*FRAGMENTO DEL DOCUMENTO:*
______________________________
BLACK ANGEL (1946, Roy William Neill) Ángel negro
Hay dos maneras de contemplar un título tan escondido en el terreno de las valoraciones como BLACK ANGEL (Ángel negro, 1946. Roy William Neill). De un lado atender el seguimiento del caprichoso argumento que plantea el referente novelístico de Cornell Woolrich, de nuevo me encuentro ante una muestra impregnada de convenciones y artificios argumentales que –como me podría suceder con NO MAN OF HER OWN (Mentira latente, 1950 . Mitchell Leisen)-, planteaba giros desprovistos de ese rasgo a primera instancia tan fácil de atender en una película, como es la verosimilitud de lo que se nos narra, por más que en ella se encierren acontecimientos y situaciones poco creíbles. En esta ocasión, sin embargo, nos encontramos con hechos que devienen faltos de credibilidad –un ejemplo; la manera con la que Catherine Bennett (June Vincent) se acerca hasta Martin Blair (Dan Dureya), atendiendo a una improvisada conversación que escucha mientras intenta realizar una llamada telefónica en una visita a un estudio hollywoodiense. No obstante, si logramos desprendernos de esos relativos desequilibrios que nos proporciona el seguimiento de la novela de Woolrich –desarrollado en forma de guión por Roy Chanslor- lo cierto es que en esta producción de la Universal podemos apreciar una estilizada, elegante e incluso conmovedora búsqueda de una finalmente frustrada segunda oportunidad en el amor, por parte de dos seres desplazados y decepcionados en un contexto urbano con reminiscencias estéticas alejadas de la vida cotidiana. En el mérito de la lectura paralela de una propuesta sencilla, narrada con gran elegancia por parte de un Roy William Neill en el que quizá sea uno de los títulos más valiosos de su filmografía –una trayectoria, por otro lado, que debe albergar más de una sorpresa-, se encuentra finalmente el mayor grado de interés de esta serie B que bebe de referencias claras de otros títulos inmediatamente precedentes sin que ello evite alcanzar en su metraje una textura y alcance bastante personal.
______________________________
*QUÉ HARÁS:*
#1 Convierte en una tabla Markdown con las columnas Nº y Línea los registros que van desde la línea con "Trace the outline of every instance of the tree" hasta la línea con "[[[163,13],[2,1],[1,252],[162,255]]]", ambas incluidas. Omite las líneas en blanco.
#2 Prosigue el texto sobre la película Black Angel a partir de su última frase.
______________________________
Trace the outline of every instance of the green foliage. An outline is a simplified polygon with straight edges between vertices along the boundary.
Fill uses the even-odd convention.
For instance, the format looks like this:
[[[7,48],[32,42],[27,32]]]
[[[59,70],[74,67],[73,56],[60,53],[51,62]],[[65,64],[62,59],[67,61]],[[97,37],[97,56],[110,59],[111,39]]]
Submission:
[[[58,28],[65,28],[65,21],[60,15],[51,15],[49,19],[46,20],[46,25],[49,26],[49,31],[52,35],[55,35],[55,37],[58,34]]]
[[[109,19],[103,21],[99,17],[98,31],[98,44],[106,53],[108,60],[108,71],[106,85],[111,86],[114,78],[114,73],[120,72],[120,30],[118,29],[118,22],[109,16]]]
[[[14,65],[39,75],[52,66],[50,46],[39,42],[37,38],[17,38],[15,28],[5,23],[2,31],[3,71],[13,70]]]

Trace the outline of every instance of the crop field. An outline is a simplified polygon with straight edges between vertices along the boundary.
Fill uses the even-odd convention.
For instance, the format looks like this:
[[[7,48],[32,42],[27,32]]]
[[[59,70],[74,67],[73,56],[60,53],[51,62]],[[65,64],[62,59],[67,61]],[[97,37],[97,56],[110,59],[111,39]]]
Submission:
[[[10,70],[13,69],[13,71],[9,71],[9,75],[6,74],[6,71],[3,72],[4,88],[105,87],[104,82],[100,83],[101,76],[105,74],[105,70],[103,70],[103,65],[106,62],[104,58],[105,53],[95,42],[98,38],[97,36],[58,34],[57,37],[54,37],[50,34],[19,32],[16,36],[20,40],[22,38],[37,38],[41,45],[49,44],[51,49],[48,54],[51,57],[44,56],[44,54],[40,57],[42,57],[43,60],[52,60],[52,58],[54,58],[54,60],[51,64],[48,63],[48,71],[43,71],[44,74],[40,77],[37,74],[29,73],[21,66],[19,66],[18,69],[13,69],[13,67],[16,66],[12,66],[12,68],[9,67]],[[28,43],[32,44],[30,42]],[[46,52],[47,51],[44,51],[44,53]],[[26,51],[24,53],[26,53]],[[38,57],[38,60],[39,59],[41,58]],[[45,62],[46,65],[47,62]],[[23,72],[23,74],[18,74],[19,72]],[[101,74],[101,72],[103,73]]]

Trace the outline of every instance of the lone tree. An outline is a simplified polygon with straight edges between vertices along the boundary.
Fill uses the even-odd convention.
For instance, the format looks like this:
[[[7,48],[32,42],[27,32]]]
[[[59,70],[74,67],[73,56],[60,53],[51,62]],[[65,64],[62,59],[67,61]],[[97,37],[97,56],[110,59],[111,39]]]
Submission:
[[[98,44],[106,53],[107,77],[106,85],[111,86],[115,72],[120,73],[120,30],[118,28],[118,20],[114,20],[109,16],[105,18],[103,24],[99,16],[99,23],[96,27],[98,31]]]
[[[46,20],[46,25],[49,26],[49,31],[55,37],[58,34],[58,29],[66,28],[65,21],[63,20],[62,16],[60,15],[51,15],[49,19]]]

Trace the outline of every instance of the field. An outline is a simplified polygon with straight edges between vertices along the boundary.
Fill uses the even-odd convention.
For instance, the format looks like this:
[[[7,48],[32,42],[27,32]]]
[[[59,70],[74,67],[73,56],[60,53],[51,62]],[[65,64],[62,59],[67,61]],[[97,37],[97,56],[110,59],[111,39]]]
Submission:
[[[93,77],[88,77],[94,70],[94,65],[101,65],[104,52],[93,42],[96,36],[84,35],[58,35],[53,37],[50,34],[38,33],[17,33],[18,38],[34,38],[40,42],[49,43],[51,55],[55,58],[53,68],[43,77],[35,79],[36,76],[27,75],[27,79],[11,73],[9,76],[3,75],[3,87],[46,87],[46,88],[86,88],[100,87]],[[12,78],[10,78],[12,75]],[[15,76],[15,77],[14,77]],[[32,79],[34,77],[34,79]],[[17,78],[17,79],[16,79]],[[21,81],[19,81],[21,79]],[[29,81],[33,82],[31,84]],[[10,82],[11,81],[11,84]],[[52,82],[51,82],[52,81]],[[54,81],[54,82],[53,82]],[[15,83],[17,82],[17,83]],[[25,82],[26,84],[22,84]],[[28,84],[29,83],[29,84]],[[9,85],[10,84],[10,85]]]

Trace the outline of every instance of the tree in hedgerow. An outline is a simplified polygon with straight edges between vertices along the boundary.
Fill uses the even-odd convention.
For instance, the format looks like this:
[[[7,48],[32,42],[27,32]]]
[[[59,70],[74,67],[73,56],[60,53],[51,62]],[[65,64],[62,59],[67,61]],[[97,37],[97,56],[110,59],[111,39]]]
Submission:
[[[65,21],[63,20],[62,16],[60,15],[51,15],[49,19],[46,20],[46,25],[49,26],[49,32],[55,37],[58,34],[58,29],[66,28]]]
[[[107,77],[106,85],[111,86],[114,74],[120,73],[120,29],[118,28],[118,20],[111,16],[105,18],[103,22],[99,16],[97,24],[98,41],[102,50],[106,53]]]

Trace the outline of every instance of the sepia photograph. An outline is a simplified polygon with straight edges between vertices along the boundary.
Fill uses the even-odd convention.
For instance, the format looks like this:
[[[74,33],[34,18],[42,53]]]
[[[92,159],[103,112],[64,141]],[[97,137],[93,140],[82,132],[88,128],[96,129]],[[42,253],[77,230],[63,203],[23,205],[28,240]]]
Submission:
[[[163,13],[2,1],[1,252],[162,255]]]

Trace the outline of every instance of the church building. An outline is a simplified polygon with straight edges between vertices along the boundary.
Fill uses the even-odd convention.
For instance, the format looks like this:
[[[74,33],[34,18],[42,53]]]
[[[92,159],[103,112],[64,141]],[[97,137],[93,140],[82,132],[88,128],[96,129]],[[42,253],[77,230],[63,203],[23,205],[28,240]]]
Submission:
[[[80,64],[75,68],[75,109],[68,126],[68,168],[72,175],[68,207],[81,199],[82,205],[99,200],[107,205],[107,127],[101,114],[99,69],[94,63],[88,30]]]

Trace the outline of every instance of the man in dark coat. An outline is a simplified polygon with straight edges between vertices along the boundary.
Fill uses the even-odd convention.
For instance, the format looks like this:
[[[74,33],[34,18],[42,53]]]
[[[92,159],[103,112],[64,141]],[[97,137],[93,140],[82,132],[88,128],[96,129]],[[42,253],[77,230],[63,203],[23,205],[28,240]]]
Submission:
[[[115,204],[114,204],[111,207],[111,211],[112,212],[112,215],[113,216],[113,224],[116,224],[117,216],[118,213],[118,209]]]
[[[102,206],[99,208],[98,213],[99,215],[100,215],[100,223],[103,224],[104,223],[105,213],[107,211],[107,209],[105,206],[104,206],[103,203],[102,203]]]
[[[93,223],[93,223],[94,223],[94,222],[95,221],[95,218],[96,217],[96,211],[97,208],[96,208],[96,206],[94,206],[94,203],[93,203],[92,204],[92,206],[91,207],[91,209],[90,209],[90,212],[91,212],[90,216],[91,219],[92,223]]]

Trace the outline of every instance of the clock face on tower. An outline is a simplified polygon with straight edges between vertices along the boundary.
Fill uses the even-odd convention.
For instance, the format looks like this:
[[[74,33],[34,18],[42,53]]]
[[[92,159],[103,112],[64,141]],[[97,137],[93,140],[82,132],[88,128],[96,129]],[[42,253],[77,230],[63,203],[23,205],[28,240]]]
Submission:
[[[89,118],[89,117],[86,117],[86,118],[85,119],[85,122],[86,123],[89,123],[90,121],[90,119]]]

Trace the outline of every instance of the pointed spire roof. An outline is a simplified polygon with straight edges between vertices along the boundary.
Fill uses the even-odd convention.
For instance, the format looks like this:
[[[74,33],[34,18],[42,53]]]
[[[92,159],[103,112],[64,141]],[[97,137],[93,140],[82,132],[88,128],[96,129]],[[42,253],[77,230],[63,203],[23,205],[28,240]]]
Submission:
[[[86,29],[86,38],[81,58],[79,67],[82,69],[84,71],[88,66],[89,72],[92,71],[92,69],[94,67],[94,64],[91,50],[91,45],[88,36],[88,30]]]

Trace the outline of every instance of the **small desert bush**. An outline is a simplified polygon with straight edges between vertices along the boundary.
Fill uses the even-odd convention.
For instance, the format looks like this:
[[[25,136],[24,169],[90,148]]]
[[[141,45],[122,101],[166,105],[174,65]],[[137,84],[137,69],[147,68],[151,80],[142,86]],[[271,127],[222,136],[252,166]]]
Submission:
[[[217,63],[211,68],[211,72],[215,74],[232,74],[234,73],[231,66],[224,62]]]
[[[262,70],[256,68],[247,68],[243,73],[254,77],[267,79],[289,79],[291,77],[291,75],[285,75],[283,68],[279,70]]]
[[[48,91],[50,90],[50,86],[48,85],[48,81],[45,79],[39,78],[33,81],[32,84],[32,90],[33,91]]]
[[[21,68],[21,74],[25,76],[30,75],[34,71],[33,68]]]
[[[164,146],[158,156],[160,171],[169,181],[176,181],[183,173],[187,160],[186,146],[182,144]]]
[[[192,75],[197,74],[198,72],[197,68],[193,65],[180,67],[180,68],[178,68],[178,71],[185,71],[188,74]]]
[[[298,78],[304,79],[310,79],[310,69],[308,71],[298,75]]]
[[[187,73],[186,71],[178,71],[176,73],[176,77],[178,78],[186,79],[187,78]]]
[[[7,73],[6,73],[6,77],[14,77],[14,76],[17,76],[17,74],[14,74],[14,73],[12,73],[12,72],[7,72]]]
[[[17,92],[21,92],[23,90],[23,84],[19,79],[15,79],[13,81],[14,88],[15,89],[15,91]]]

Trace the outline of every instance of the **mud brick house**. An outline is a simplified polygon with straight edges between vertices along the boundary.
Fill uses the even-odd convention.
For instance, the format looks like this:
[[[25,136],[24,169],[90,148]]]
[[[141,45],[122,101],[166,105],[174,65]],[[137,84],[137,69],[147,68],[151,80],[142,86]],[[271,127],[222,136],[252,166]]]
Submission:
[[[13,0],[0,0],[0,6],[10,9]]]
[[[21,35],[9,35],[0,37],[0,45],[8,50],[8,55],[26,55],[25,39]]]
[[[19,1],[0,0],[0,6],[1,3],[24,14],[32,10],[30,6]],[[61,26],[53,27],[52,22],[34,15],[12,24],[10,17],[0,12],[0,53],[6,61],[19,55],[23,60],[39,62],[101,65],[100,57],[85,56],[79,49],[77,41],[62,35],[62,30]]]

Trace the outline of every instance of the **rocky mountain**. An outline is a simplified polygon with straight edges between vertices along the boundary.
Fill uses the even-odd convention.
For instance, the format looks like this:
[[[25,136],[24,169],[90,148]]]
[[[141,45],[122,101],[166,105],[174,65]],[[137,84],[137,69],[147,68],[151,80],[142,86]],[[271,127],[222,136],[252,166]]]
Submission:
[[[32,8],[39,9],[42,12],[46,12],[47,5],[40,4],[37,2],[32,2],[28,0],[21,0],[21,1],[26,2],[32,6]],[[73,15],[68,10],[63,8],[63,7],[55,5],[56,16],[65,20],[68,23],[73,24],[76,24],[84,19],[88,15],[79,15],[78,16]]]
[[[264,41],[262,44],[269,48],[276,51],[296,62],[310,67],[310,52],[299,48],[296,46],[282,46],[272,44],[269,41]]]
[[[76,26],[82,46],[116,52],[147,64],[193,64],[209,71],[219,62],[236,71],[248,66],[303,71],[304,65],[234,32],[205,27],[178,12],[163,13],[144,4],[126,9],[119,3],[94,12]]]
______________________________
*LAS RESPUESTAS:*
#1
| Nº | Línea |
|---|---|
| 1 | Trace the outline of every instance of the tree in hedgerow. An outline is a simplified polygon with straight edges between vertices along the boundary. |
| 2 | Fill uses the even-odd convention. |
| 3 | For instance, the format looks like this: |
| 4 | [[[7,48],[32,42],[27,32]]] |
| 5 | [[[59,70],[74,67],[73,56],[60,53],[51,62]],[[65,64],[62,59],[67,61]],[[97,37],[97,56],[110,59],[111,39]]] |
| 6 | Submission: |
| 7 | [[[65,21],[63,20],[62,16],[60,15],[51,15],[49,19],[46,20],[46,25],[49,26],[49,32],[55,37],[58,34],[58,29],[66,28]]] |
| 8 | [[[107,77],[106,85],[111,86],[114,74],[120,73],[120,29],[118,28],[118,20],[111,16],[105,18],[103,22],[99,16],[97,24],[98,41],[102,50],[106,53]]] |
| 9 | Trace the outline of every instance of the sepia photograph. An outline is a simplified polygon with straight edges between vertices along the boundary. |
| 10 | Fill uses the even-odd convention. |
| 11 | For instance, the format looks like this: |
| 12 | [[[74,33],[34,18],[42,53]]] |
| 13 | [[[92,159],[103,112],[64,141]],[[97,137],[93,140],[82,132],[88,128],[96,129]],[[42,253],[77,230],[63,203],[23,205],[28,240]]] |
| 14 | Submission: |
| 15 | [[[163,13],[2,1],[1,252],[162,255]]] |

#2
En la ciudad de Los Angeles se comete el asesinato de la conocida cantante Mavis Marlowe (Constance Dowling). Aunque en realidad fueron varios los hombres que se acercaron a su apartamento antes de su muerte, la policía encarcelará a Kirk Bennett (John Phillips), amante de esta aunque en su vida cotidiana esté casado. Muy pronto las evidencias que le inculpan en el crimen –había sido sometido a chantaje por parte de Mavis- le acercarán a una condena a muerte que de forma inexorable se ceñirá sobre él, sin que en ningún momento su grito sincero apelando por la inocencia surta su efecto. Será sin embargo un lamento que atenderá su esposa –la ya citada Catherine-, quien para ello intentará ponerse en contacto con el esposo de la asesinada. Es así como se producirá su encuentro con el atormentado Blair, un pianista de talento ahogado en un contumaz alcoholismo y un entorno desesperado de vida. Pese al inicial rechazo de este pronto se tornará en una extraña ligazón hacia la agobiada joven, llegando a ayudarle a buscar indicios que puedan proporcionar la inocencia de Bennett, lo que les acercará hasta un extraño individuo –Marko (Peter Lorre)-, propietario de un lujoso club, e incluso a colaborar juntos como una insospechada pareja musical de éxito. La prolongación de dicha situación no permitirá que Catherine olvide a su esposo, separándose pese a que entre ellos ha quedado marcada una extraña ligazón. Será un sincero amor que finalmente provocará en Martin una insospechada reacción de sacrificio.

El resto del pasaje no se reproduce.